I resti dell'auto di Falcone e della scorta dopo l'attentato di Capaci (foto LaPresse)

Il “metodo Falcone” e l'autoevidenza della logica mafiosa della strage di Capaci

Massimo Bordin

Gli stralci della sentenza sul quarto processo istruito sulla strage di via D’Amelio mostrano finalmente il tentativo di approssimarsi il più possibile alla verità storica

Il problema vero, in fondo, è ben riassunto in una espressione inserita fra quasi duemila pagine di testo: “il metodo Falcone” . Gli stralci della sentenza sul quarto processo istruito sulla strage di via D’Amelio, che già ieri sono uscite sui giornali, mostrano finalmente il tentativo di approssimarsi il più possibile alla verità storica, sia pure al quarto tentativo. Nella sentenza, non poteva essere altrimenti, gli aspetti chiave sono due: un falso pentito e una agenda scomparsa. Sul primo aspetto la sentenza fa sicuramente dei passi avanti. Le deposizioni di Vincenzo Scarantino erano già state ritenute false e perfino sanate negli effetti che avevano causato a partire dal primo processo che aveva condannato alcuni personaggi perfettamente estranei alla vicenda. Il passo avanti di questa sentenza sta nella ufficializzazione, per dire così, della genesi del falso pentimento. Anche a questa possibile lettura si era, per gradi, già arrivati. Si può dire che molto aveva fatto la difesa degli imputati rivelatisi poi innocenti e nondimeno condannati in prima battuta. L’avvocata Rosalba De Gregorio, già in primo grado aveva mostrato le palesi incongruenze del finto pentito. Ora la sentenza mette nero su bianco che Scarantino era stato istruito da un gruppo di poliziotti agli ordini dell’allora questore Arnaldo La Barbera, scomparso 16 anni fa.

== == ==

### [Consegna]
Riassumi in due frasi il brano sulla sentenza per la strage di via D'Amelio.

Descrizioni di regioni in linguaggio naturale
== == ==

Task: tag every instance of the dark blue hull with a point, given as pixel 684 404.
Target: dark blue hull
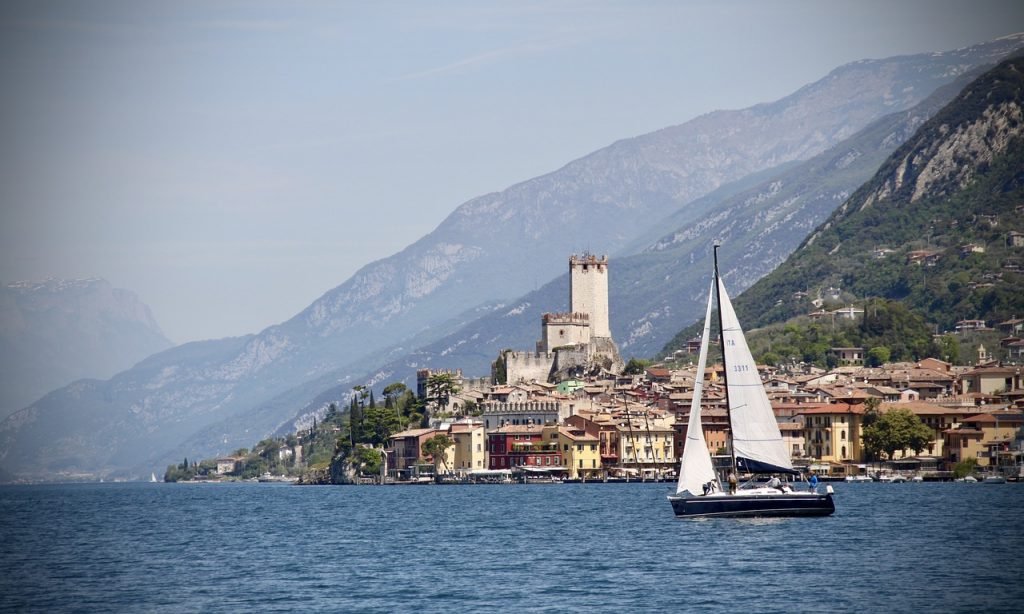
pixel 738 506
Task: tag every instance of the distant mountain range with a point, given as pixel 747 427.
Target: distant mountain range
pixel 933 228
pixel 213 396
pixel 55 332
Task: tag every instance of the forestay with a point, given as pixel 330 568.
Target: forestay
pixel 756 438
pixel 695 469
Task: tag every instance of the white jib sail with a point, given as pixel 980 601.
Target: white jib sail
pixel 695 469
pixel 756 437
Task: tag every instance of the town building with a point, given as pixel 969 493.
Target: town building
pixel 469 451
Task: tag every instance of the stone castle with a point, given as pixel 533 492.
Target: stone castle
pixel 574 343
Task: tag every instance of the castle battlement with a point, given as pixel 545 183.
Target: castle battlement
pixel 565 318
pixel 588 260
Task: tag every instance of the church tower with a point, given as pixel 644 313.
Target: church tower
pixel 589 291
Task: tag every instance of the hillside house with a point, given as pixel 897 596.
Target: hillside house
pixel 832 433
pixel 971 249
pixel 966 325
pixel 982 436
pixel 991 380
pixel 848 356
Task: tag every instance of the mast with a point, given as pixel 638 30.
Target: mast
pixel 725 367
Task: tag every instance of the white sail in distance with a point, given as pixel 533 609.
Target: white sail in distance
pixel 756 438
pixel 696 469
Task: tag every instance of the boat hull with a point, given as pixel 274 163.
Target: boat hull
pixel 740 505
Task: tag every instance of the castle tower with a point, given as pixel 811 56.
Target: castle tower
pixel 589 292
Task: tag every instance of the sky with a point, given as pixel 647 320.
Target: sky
pixel 230 162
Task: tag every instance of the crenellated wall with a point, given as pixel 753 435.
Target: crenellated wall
pixel 589 291
pixel 497 413
pixel 527 366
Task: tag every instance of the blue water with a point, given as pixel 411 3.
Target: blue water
pixel 567 547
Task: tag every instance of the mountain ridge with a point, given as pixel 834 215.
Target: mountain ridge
pixel 57 331
pixel 470 258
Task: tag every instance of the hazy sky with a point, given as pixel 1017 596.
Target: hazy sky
pixel 229 162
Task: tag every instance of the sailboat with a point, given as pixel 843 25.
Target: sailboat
pixel 755 441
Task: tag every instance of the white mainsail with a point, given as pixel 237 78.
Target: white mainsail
pixel 695 469
pixel 756 438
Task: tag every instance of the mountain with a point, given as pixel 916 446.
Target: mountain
pixel 933 228
pixel 652 294
pixel 57 331
pixel 500 245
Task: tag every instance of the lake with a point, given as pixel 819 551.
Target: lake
pixel 544 547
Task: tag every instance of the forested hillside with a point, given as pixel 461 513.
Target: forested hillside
pixel 936 228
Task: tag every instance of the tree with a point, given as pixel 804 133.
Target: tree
pixel 392 392
pixel 440 387
pixel 434 447
pixel 499 368
pixel 896 430
pixel 878 356
pixel 368 462
pixel 378 425
pixel 636 366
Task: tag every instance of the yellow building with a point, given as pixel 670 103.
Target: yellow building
pixel 936 418
pixel 470 450
pixel 982 437
pixel 581 451
pixel 645 445
pixel 832 433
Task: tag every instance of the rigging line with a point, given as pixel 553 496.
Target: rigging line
pixel 653 454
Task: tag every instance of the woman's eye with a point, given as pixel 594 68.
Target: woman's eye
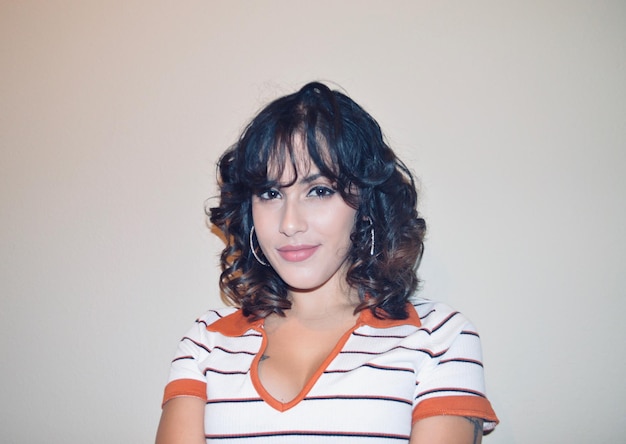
pixel 321 191
pixel 269 194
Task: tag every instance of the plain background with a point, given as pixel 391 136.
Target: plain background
pixel 113 113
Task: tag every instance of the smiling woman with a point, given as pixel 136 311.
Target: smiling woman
pixel 326 338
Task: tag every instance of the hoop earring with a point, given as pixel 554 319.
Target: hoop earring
pixel 254 252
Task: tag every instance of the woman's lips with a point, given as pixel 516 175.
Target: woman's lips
pixel 297 253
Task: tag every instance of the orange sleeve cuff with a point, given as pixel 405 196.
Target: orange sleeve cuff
pixel 185 387
pixel 472 406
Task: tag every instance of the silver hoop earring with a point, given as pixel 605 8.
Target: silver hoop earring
pixel 252 249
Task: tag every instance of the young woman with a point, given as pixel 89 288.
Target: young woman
pixel 325 340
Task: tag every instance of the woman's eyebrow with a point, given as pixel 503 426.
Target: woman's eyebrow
pixel 311 178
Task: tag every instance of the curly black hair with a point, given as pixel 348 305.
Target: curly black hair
pixel 347 146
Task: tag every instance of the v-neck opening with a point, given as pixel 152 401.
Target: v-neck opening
pixel 308 386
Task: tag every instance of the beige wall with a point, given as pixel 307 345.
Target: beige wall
pixel 112 114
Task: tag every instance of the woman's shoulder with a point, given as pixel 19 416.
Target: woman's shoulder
pixel 211 316
pixel 436 316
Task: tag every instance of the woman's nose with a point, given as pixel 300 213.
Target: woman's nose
pixel 293 218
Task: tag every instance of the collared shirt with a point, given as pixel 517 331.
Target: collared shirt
pixel 381 377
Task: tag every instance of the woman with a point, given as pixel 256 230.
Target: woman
pixel 323 343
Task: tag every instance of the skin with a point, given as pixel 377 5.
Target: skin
pixel 304 231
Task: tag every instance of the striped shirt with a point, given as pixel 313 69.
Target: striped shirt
pixel 382 376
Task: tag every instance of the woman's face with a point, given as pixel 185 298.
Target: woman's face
pixel 304 229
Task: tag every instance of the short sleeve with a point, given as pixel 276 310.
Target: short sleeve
pixel 186 377
pixel 452 380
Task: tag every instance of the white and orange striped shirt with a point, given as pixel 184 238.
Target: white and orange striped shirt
pixel 382 376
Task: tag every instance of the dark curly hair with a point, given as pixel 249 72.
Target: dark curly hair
pixel 347 146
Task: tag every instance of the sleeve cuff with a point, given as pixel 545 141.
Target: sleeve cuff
pixel 471 406
pixel 185 387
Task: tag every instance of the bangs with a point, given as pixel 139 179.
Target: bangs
pixel 294 147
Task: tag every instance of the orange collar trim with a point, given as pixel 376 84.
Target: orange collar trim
pixel 236 324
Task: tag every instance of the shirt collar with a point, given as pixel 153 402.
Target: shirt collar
pixel 236 324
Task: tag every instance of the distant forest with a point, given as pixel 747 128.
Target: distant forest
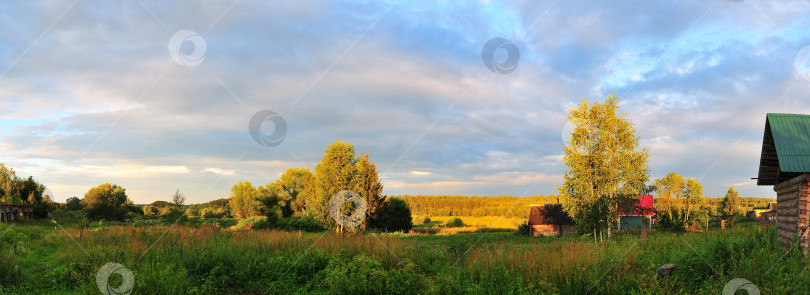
pixel 510 206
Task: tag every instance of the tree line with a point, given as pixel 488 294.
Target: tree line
pixel 297 194
pixel 608 169
pixel 24 191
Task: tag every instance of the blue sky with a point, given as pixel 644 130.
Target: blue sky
pixel 90 92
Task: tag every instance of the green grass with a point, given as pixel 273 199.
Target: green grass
pixel 190 260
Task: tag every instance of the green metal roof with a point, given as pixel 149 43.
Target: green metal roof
pixel 791 137
pixel 785 148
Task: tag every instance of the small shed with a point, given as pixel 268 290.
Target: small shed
pixel 15 212
pixel 550 220
pixel 756 212
pixel 785 163
pixel 640 214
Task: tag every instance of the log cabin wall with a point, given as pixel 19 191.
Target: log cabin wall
pixel 792 210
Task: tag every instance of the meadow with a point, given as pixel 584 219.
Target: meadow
pixel 207 259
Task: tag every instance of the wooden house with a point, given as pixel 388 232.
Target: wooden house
pixel 785 163
pixel 756 212
pixel 550 220
pixel 638 215
pixel 15 212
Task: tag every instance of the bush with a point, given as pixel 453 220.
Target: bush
pixel 455 222
pixel 69 217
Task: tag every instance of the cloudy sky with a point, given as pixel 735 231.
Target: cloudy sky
pixel 157 96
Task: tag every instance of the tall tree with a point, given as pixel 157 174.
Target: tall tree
pixel 106 201
pixel 367 183
pixel 730 204
pixel 178 199
pixel 291 190
pixel 334 174
pixel 693 195
pixel 244 200
pixel 606 165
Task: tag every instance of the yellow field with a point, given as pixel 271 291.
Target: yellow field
pixel 475 222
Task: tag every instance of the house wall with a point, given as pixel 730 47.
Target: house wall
pixel 792 210
pixel 631 222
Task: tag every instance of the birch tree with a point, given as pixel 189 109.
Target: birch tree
pixel 606 165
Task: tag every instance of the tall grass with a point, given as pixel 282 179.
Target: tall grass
pixel 209 260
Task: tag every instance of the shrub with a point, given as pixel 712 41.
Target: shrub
pixel 69 217
pixel 455 222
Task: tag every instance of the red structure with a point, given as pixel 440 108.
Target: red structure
pixel 638 214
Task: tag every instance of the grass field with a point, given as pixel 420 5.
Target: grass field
pixel 188 260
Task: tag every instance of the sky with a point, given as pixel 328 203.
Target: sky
pixel 159 96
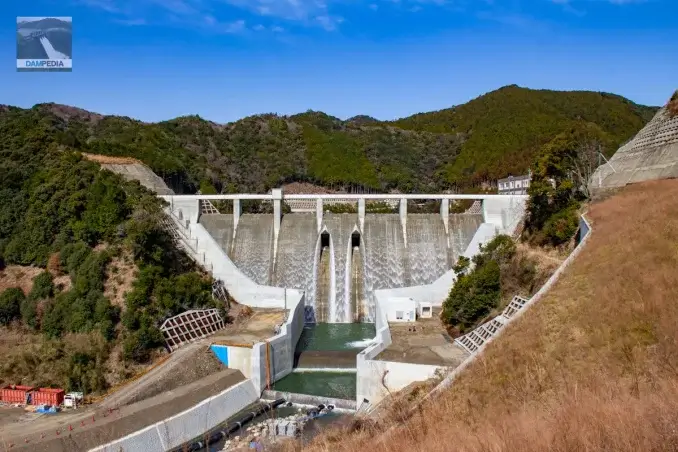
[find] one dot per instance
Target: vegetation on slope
(505, 129)
(486, 283)
(491, 136)
(673, 105)
(61, 210)
(560, 176)
(592, 366)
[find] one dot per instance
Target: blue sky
(226, 59)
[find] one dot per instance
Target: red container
(15, 393)
(47, 396)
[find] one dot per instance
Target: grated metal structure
(471, 342)
(190, 326)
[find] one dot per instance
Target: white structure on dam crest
(401, 254)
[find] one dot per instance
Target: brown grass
(673, 105)
(592, 367)
(18, 276)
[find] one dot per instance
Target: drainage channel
(264, 422)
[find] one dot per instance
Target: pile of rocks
(267, 431)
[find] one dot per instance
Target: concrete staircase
(473, 341)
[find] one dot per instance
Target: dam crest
(341, 260)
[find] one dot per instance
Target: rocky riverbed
(264, 433)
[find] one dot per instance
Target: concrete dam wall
(339, 265)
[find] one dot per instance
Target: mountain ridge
(461, 147)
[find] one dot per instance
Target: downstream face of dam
(340, 264)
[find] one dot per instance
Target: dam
(338, 260)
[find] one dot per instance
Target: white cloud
(209, 14)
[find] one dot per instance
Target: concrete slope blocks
(652, 154)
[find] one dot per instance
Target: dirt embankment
(591, 367)
(92, 428)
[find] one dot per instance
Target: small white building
(424, 310)
(401, 309)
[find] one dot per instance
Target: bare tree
(583, 164)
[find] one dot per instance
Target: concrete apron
(305, 400)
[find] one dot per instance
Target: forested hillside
(506, 128)
(461, 147)
(84, 227)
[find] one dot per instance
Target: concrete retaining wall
(381, 378)
(436, 292)
(241, 288)
(234, 357)
(309, 400)
(399, 375)
(280, 349)
(586, 231)
(189, 424)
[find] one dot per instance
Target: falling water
(339, 279)
(426, 249)
(294, 267)
(359, 304)
(340, 227)
(384, 251)
(221, 228)
(253, 246)
(323, 286)
(461, 228)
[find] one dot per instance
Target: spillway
(359, 300)
(384, 251)
(340, 227)
(221, 228)
(461, 228)
(253, 247)
(340, 268)
(427, 258)
(323, 288)
(296, 254)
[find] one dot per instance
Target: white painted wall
(505, 212)
(370, 371)
(395, 376)
(183, 427)
(281, 351)
(406, 307)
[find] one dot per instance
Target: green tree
(10, 305)
(43, 286)
(554, 193)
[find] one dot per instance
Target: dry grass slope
(673, 105)
(592, 367)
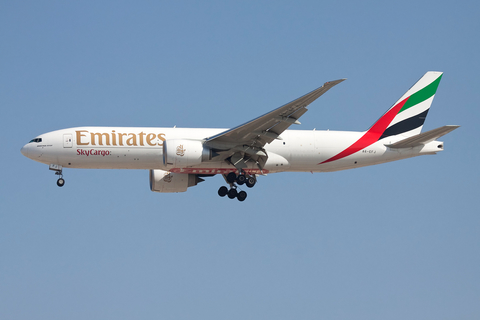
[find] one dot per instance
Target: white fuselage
(142, 148)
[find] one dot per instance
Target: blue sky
(394, 241)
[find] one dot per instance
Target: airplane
(179, 158)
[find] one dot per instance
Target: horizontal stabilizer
(422, 138)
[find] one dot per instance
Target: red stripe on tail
(372, 135)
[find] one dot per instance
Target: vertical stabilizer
(410, 111)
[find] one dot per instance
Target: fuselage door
(67, 140)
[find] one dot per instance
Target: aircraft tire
(222, 192)
(251, 182)
(60, 182)
(241, 179)
(232, 193)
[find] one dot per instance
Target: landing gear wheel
(232, 193)
(241, 179)
(231, 177)
(241, 196)
(60, 182)
(251, 182)
(222, 192)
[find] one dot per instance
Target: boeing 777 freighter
(179, 158)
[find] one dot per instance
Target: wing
(244, 144)
(266, 128)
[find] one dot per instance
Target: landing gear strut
(233, 180)
(58, 171)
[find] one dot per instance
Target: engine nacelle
(164, 181)
(184, 153)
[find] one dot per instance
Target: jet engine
(184, 153)
(164, 181)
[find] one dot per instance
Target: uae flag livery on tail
(405, 117)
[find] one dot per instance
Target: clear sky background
(393, 241)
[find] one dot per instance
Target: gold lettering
(141, 134)
(79, 138)
(161, 136)
(150, 137)
(120, 138)
(100, 140)
(114, 138)
(132, 141)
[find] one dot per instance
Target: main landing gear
(233, 180)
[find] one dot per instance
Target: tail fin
(408, 114)
(406, 117)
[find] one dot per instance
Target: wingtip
(335, 82)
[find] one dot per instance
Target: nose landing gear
(233, 180)
(58, 171)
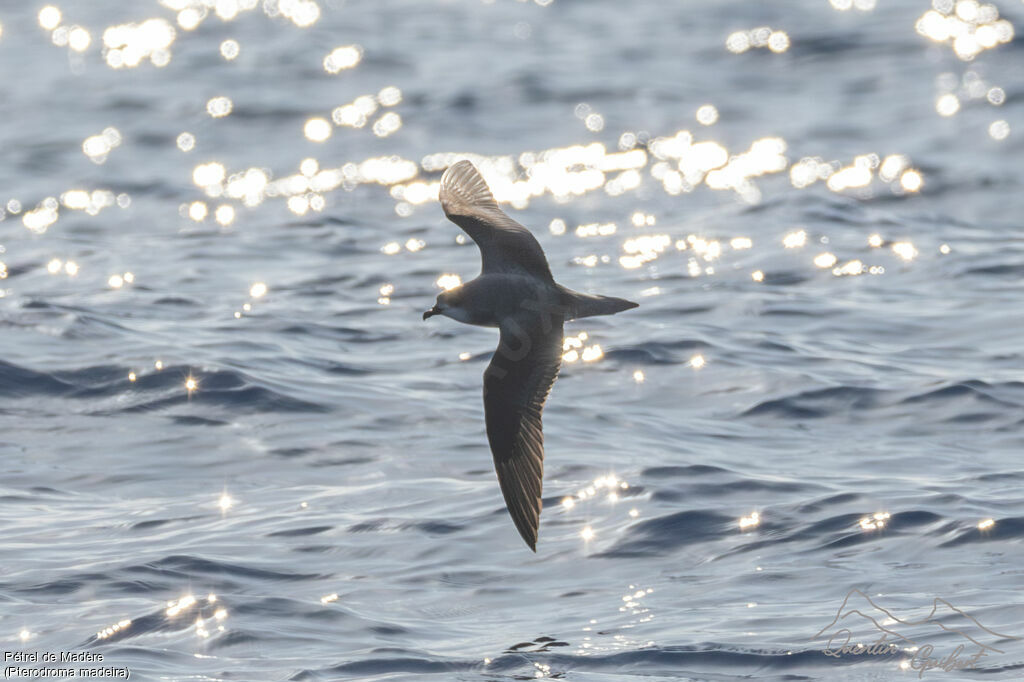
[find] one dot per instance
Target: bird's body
(516, 293)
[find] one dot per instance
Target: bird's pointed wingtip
(463, 184)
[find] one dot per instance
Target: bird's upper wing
(505, 245)
(515, 386)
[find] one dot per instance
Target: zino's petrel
(516, 293)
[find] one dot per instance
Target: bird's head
(448, 301)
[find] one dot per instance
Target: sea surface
(232, 450)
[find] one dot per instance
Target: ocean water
(233, 451)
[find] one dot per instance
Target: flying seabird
(516, 293)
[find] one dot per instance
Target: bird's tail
(588, 305)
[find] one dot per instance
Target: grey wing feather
(505, 245)
(515, 387)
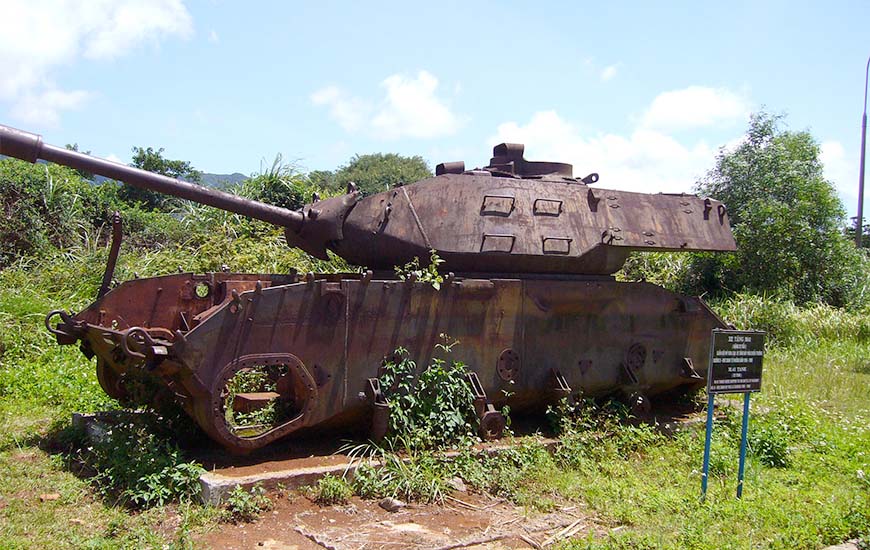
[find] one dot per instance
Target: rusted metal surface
(534, 340)
(513, 216)
(529, 249)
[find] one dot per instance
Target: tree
(153, 161)
(75, 147)
(374, 173)
(786, 216)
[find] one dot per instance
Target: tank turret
(529, 248)
(512, 216)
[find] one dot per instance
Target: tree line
(787, 219)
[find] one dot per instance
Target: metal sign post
(735, 367)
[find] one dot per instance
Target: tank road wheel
(260, 398)
(492, 425)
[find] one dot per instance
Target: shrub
(246, 506)
(331, 490)
(138, 466)
(434, 408)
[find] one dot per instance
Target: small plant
(137, 465)
(432, 409)
(246, 506)
(332, 490)
(428, 274)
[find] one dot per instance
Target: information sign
(735, 361)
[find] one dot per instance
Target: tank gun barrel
(27, 146)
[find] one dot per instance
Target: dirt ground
(472, 521)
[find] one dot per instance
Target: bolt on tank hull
(528, 341)
(255, 358)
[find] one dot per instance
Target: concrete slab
(299, 472)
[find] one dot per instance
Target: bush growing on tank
(431, 408)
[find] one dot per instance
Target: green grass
(810, 436)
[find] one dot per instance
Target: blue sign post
(735, 367)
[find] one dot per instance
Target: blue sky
(643, 93)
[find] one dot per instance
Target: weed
(245, 506)
(332, 490)
(135, 465)
(428, 274)
(430, 409)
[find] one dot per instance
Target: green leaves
(374, 173)
(787, 221)
(428, 274)
(432, 409)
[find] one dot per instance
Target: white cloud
(349, 112)
(646, 160)
(608, 73)
(410, 108)
(38, 36)
(44, 107)
(695, 107)
(841, 169)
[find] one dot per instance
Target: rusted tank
(529, 293)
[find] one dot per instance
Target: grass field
(808, 476)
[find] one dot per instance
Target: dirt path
(473, 521)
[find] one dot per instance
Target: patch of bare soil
(474, 521)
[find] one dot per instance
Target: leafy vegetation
(244, 506)
(428, 274)
(332, 490)
(432, 408)
(373, 173)
(807, 476)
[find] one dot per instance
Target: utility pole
(860, 221)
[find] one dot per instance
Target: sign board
(735, 361)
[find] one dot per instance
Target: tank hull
(528, 340)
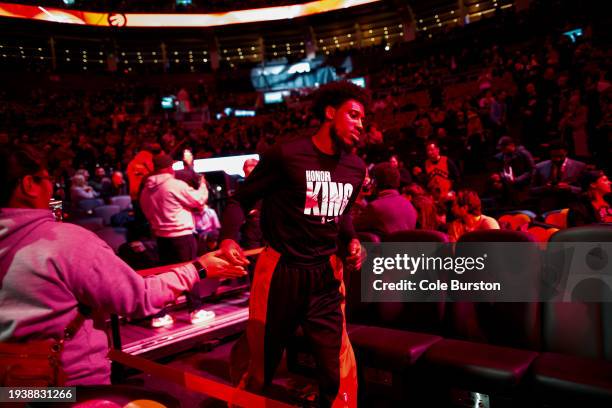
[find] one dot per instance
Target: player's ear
(330, 112)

== == ==

### [Soluzione]
Gli stralci della sentenza sul quarto processo per la strage di via D'Amelio mostrano il tentativo di avvicinarsi il più possibile alla verità storica e hanno due aspetti chiave: un falso pentito e un'agenda scomparsa. Il passo avanti della sentenza sta nell'aver messo nero su bianco che Vincenzo Scarantino, le cui deposizioni erano già state ritenute false, era stato istruito da un gruppo di poliziotti agli ordini dell'allora questore Arnaldo La Barbera.